EXERCISE BRIEF
Answer these questions from the fluorouracil error passage below.
(a) Over how many hours was the young patient's fluorouracil infusion supposed to run?
(b) In what form should pharmacy labels communicate infusion rates?
(c) If possible, how many types of ambulatory pump should be used throughout the organization?

SUPPLIED PASSAGE
━━━━━━━━
In the most recent case reported to ISMP, a young patient received 4,500 mg of fluorouracil IV within 2 hours of starting the infusion, which was supposed to infuse over 46 hours. The patient received the fluorouracil via a new CADD ambulatory infusion pump, which had been programmed incorrectly, delivering the full 2-day course over 2 hours.

To prevent similar errors with fluorouracil, ISMP provided these recommendations:

#1. Standardize how key information is displayed on pharmacy labels. Ensure that the information needed to program an infusion pump, such as total volume, concentration and hourly rate of infusion, is prominently displayed in a standard and consistent way on pharmacy labels, sequentially matching the information that the nurse needs to enter into the infusion pump fields, ISMP wrote. Eliminate extraneous information, such as “mL per 24 hours”, and communicate infusion rates as an hourly rate only.

#2Prescribers should order fluorouracil clearly in single daily doses (not course doses) with directions to infuse continuously over a specific number of days or hours.

#3Use pumps with safeguards. “Smart pumps for use in ambulatory care settings are available, and their use should be encouraged to maximize safety features such as dose alerts, dosing and flow rate limits, and operator feedback to allow detection of pump programming errors,” ISMP wrote. If possible, use only one type of ambulatory pump throughout the organization.

#4. Review the processes by which certification is granted to prescribers, pharmacists, and nurses who order, dispense, and administer fluorouracil and other chemotherapy. Make any changes necessary to ensure that staff exhibit and maintain an appropriate level of skills, knowledge, and abilities before working independently.

#5. Provide education and validate competency. Educate staff to program and connect ambulatory infusion pumps and elastomeric pumps that are used at the facility.

#6. Enhance independent double checks“Promote critical thinking during the preparation and checking of all chemotherapy. Develop a structured process for conducting and documenting independent double checks, after preparation and prior to administering fluorouracil (and all chemotherapy agents),” ISMP wrote. Design checklists to facilitate compliance with all the steps necessary in the checking process. Establish how verification can be accomplished if only one practitioner is on duty, or if home care nurses provide care in the oncology clinic or in the home.
━━━━━━━━
Natural language region descriptions
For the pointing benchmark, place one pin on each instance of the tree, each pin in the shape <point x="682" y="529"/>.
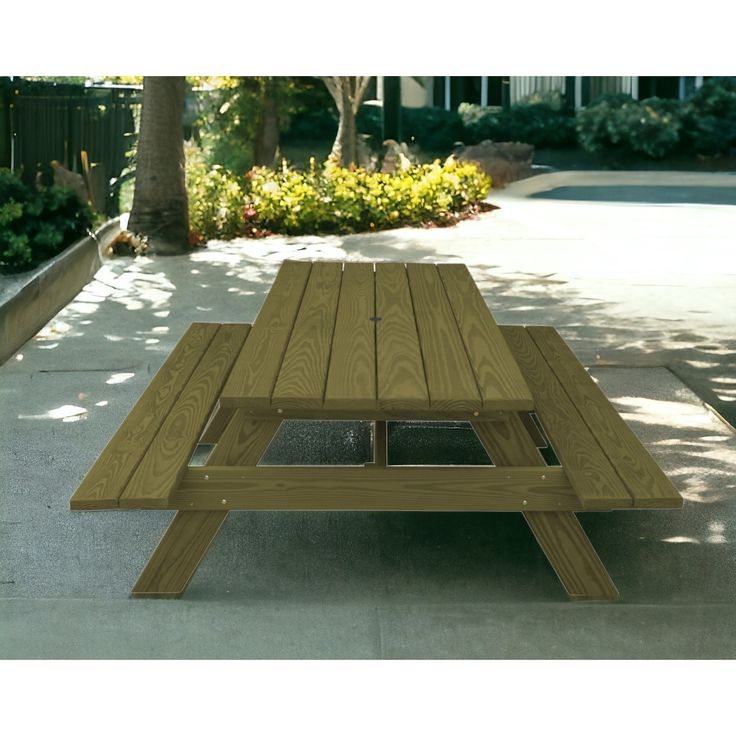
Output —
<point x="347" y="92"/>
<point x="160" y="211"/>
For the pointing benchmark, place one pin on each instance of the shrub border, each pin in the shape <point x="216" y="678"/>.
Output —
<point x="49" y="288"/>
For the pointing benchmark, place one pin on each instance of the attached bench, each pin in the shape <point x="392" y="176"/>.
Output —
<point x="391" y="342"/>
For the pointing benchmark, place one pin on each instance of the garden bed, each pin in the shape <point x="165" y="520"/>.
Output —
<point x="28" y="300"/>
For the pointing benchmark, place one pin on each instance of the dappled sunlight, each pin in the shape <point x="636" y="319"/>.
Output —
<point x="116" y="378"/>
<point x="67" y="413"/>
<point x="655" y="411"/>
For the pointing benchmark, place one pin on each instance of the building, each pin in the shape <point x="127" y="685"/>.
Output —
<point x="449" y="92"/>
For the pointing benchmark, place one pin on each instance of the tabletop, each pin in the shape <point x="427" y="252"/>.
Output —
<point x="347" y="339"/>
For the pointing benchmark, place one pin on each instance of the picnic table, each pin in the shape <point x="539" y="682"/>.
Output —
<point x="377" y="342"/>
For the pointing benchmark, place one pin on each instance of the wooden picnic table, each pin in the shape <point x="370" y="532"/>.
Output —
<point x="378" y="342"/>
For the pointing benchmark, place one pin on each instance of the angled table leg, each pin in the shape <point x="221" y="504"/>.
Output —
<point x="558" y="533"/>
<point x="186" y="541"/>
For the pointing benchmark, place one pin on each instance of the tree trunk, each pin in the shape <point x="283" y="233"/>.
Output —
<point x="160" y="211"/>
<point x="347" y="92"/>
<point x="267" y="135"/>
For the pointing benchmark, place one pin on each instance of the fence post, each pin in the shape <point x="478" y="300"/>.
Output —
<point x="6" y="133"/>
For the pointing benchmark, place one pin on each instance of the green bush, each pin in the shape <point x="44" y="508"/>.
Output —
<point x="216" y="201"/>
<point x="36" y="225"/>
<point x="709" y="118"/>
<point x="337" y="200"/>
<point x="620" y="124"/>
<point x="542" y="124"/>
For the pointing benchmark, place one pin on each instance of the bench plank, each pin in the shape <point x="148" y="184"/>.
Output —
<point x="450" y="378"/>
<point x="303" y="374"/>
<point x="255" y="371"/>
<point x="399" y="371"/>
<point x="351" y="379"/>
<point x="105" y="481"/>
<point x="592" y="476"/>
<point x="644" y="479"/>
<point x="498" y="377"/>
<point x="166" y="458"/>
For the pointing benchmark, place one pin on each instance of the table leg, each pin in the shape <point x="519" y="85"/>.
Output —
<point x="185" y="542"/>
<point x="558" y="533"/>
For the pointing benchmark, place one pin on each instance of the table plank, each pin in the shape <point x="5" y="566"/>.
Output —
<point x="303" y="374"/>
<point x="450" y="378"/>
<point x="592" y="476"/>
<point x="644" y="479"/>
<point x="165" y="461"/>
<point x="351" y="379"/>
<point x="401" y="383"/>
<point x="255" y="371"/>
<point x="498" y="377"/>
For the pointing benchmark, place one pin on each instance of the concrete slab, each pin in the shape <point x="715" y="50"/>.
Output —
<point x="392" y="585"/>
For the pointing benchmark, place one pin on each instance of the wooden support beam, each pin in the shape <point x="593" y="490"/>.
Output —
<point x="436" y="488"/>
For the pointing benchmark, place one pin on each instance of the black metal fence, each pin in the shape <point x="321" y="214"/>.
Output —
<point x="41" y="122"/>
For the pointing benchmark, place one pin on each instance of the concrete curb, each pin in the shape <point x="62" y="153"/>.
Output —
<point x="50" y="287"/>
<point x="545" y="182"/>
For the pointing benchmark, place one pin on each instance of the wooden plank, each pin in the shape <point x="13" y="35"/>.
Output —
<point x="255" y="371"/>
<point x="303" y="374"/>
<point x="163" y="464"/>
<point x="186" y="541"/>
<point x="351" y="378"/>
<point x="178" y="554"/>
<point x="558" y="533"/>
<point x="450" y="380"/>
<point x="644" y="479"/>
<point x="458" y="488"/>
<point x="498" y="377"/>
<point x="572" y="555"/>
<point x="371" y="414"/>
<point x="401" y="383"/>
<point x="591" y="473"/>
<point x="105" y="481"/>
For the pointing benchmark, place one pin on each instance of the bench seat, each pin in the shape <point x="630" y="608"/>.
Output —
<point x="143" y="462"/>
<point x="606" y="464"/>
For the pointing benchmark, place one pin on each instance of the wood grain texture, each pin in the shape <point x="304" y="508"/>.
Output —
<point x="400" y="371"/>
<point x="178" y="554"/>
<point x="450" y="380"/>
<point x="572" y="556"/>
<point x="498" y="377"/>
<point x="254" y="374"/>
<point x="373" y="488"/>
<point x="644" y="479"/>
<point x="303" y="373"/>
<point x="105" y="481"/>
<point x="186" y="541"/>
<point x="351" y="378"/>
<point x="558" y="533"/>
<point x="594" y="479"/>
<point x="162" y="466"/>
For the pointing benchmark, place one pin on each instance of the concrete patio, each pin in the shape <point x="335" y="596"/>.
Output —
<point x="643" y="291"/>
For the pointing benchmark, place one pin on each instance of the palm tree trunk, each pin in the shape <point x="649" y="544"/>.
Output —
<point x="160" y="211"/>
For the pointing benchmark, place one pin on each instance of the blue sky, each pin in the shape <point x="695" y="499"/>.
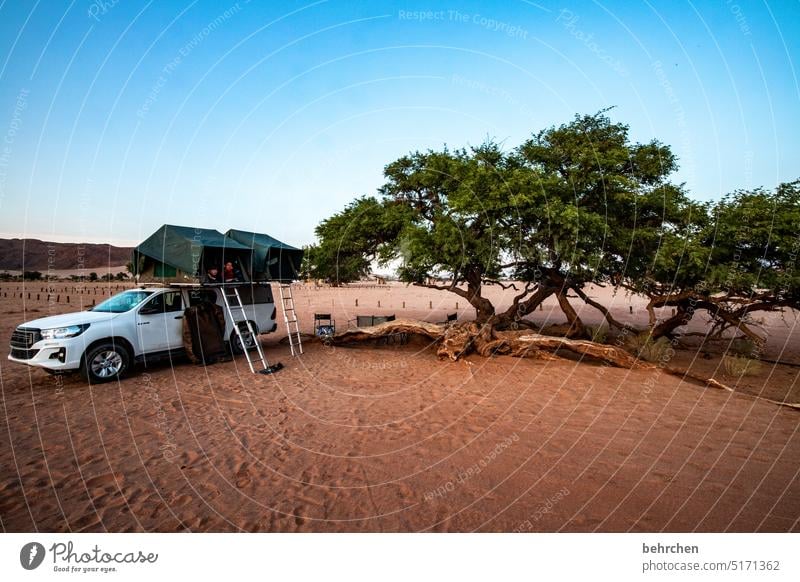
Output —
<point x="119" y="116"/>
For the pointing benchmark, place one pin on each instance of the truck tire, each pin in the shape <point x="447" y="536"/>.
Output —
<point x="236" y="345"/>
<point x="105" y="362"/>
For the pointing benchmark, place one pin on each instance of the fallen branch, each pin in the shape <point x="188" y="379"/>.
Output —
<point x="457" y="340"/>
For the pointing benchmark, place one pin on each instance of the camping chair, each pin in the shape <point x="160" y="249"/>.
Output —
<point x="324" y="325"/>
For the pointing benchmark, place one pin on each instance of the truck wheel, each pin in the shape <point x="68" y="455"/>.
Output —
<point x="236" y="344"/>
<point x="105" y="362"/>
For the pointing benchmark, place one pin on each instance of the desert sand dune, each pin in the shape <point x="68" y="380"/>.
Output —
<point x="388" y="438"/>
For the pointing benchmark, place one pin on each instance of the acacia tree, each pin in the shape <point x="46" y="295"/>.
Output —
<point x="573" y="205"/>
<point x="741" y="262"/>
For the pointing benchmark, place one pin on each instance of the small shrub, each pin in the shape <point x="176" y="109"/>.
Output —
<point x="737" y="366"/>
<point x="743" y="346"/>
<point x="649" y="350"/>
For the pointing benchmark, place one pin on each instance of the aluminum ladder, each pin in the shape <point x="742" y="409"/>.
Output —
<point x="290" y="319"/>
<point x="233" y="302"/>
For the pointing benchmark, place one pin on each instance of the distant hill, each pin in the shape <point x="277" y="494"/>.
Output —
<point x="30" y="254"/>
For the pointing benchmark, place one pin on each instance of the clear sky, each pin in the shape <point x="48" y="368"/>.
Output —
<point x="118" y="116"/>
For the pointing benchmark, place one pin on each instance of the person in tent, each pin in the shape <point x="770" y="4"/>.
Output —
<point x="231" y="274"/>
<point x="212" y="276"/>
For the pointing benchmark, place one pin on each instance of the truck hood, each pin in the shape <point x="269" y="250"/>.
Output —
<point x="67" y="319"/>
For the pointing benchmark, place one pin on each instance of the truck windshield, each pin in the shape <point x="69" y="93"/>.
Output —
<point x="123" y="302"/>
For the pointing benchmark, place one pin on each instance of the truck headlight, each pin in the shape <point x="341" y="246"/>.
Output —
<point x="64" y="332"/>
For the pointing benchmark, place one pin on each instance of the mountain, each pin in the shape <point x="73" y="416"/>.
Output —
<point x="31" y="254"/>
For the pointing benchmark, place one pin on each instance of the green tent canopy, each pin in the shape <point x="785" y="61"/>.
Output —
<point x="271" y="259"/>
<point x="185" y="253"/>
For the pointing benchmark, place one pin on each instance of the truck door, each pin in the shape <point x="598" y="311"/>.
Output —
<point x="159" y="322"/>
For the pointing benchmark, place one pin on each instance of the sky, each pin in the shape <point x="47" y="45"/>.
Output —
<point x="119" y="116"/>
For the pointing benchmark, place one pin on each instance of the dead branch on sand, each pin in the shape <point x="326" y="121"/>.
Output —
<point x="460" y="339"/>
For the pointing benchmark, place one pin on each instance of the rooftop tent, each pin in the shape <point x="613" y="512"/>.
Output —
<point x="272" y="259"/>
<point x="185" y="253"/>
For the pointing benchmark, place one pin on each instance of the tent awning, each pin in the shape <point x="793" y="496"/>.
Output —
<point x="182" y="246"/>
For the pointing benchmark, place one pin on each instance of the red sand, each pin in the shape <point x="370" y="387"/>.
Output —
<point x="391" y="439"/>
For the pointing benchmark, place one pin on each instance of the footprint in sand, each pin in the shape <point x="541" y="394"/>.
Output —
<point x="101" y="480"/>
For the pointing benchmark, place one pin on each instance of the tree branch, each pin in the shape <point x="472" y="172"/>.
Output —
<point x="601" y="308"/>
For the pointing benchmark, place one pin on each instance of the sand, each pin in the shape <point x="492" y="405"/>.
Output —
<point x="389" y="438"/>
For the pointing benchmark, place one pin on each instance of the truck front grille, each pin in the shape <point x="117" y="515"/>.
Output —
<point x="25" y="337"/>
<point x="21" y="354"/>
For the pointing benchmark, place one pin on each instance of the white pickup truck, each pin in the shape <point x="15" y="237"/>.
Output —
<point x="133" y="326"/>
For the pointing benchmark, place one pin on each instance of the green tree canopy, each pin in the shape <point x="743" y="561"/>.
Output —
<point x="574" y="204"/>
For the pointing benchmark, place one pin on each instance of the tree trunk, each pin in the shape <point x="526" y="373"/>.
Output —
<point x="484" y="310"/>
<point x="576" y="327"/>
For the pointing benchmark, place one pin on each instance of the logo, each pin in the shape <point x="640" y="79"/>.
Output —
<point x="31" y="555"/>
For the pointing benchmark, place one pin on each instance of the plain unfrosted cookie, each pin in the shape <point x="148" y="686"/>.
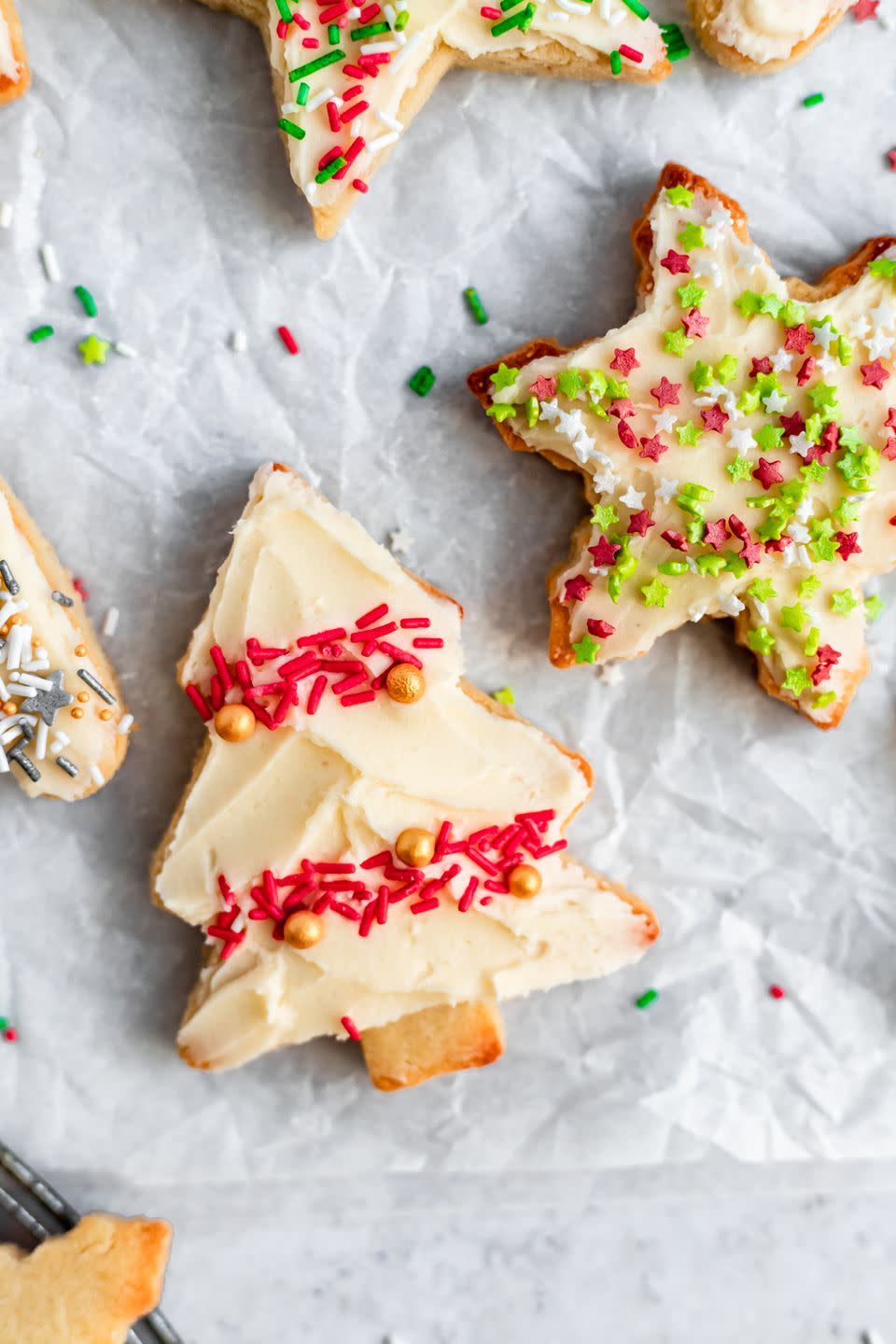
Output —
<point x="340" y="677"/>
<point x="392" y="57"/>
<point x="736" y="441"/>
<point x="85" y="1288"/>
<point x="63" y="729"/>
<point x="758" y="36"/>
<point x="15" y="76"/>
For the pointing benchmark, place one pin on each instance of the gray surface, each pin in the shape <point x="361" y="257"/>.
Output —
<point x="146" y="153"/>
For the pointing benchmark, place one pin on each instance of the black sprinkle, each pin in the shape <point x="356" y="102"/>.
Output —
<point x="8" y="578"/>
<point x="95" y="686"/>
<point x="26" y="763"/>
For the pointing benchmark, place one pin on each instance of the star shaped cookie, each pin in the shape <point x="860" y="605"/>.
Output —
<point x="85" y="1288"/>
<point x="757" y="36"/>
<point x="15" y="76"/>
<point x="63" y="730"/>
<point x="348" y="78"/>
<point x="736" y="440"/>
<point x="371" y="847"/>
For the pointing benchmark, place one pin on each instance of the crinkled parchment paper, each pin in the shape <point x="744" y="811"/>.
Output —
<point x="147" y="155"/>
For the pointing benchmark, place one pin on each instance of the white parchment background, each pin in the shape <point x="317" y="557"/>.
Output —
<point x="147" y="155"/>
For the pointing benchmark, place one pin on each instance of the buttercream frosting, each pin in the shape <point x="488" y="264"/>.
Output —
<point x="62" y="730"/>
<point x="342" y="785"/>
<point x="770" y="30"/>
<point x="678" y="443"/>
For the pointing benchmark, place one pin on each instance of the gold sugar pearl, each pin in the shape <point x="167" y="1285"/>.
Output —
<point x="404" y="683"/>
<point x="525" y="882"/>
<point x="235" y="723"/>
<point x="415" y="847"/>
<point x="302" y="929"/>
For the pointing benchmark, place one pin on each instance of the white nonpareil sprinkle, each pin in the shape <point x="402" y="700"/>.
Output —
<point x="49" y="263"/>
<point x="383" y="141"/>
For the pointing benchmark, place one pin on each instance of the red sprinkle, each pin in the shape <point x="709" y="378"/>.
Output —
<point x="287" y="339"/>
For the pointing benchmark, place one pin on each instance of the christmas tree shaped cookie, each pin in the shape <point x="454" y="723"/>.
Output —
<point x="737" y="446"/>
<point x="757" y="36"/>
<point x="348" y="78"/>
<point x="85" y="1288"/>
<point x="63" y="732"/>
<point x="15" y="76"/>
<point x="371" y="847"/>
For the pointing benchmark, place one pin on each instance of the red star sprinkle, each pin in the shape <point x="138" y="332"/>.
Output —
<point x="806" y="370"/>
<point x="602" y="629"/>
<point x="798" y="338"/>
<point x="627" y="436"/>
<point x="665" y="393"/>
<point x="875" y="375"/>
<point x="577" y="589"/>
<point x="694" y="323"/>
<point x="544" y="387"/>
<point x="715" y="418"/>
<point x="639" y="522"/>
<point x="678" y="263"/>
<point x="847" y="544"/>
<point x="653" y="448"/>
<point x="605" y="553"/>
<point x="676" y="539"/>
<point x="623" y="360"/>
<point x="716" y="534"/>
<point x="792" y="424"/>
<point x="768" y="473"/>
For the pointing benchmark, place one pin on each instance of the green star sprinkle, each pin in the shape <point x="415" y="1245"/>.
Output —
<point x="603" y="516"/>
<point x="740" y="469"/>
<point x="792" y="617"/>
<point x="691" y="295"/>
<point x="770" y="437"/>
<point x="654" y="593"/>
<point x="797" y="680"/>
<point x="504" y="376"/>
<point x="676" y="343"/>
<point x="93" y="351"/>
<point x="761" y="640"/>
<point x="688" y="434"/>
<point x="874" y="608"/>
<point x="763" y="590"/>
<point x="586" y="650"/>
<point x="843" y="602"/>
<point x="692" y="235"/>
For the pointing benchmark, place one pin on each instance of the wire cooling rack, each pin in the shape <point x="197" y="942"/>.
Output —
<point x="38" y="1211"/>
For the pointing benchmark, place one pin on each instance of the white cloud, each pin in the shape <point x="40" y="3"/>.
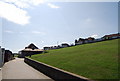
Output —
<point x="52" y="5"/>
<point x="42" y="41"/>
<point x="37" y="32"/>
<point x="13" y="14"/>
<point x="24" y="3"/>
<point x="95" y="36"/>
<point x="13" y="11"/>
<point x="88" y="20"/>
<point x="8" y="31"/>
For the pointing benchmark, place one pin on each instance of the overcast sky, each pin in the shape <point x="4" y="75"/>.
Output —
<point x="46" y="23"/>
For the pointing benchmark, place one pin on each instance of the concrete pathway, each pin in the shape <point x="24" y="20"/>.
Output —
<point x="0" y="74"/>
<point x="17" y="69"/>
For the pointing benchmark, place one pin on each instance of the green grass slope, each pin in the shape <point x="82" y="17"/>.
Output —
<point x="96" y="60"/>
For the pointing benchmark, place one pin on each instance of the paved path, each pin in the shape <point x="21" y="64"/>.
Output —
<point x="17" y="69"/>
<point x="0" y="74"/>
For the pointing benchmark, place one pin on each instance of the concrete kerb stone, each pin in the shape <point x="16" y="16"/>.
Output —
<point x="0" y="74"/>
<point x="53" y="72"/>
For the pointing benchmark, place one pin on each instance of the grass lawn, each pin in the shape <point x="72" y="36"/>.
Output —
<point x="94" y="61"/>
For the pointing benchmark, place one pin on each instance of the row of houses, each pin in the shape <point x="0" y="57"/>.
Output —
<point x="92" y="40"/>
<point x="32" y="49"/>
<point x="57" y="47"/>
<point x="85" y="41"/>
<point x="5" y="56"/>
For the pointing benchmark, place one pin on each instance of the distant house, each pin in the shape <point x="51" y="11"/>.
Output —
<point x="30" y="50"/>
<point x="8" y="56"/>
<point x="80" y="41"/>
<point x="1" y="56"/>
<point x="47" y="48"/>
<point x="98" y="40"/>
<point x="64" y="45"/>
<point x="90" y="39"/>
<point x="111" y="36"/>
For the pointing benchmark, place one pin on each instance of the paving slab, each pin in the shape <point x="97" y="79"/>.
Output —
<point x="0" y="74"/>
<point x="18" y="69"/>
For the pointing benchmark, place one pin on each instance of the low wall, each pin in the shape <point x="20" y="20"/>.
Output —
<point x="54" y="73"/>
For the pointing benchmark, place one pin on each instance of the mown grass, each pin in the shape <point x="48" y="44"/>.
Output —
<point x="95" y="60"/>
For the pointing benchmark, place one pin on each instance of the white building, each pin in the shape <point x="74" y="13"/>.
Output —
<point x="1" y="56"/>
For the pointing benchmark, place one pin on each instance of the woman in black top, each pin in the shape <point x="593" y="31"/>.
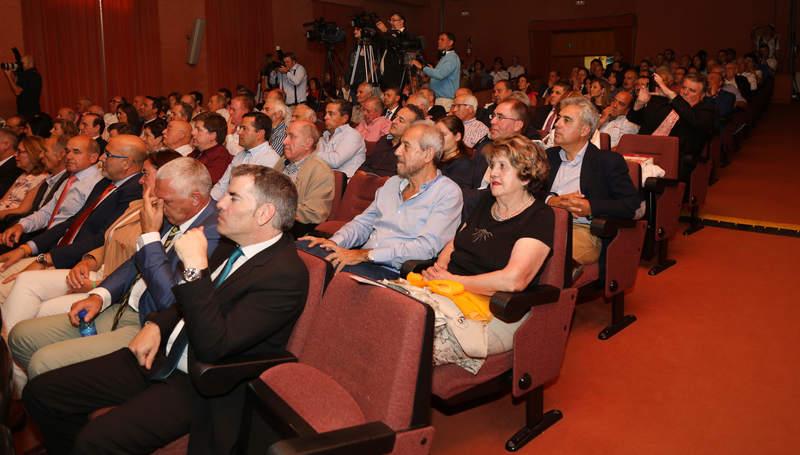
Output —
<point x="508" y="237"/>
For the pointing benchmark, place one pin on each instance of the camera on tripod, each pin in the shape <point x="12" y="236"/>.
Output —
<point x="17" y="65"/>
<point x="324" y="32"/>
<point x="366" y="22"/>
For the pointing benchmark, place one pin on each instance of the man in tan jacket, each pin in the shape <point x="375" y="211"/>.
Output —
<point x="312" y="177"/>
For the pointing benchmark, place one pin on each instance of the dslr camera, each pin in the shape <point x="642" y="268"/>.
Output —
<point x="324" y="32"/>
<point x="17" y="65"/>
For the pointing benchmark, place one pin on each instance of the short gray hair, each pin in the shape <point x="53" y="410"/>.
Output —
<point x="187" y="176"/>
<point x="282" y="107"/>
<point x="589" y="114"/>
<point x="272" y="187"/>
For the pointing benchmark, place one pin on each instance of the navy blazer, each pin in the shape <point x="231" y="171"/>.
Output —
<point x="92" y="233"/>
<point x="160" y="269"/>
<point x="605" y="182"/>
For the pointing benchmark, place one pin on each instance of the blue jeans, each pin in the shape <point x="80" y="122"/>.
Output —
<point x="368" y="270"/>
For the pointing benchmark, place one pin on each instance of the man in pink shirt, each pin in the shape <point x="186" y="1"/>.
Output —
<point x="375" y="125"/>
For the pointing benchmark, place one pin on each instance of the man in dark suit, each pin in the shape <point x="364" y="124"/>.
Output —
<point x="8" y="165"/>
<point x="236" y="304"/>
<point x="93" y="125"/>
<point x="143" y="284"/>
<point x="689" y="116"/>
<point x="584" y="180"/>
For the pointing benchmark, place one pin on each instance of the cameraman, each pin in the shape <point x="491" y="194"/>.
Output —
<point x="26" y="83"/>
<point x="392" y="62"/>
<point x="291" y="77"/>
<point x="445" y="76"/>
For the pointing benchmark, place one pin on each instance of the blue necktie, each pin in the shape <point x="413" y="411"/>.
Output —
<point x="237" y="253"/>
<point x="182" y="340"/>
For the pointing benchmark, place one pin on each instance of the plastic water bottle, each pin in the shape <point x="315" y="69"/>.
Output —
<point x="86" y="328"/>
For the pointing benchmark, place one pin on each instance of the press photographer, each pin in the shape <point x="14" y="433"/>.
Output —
━━━━━━━━
ANSWER TO THE PROBLEM
(a) 46 hours
(b) As an hourly rate only
(c) Only one type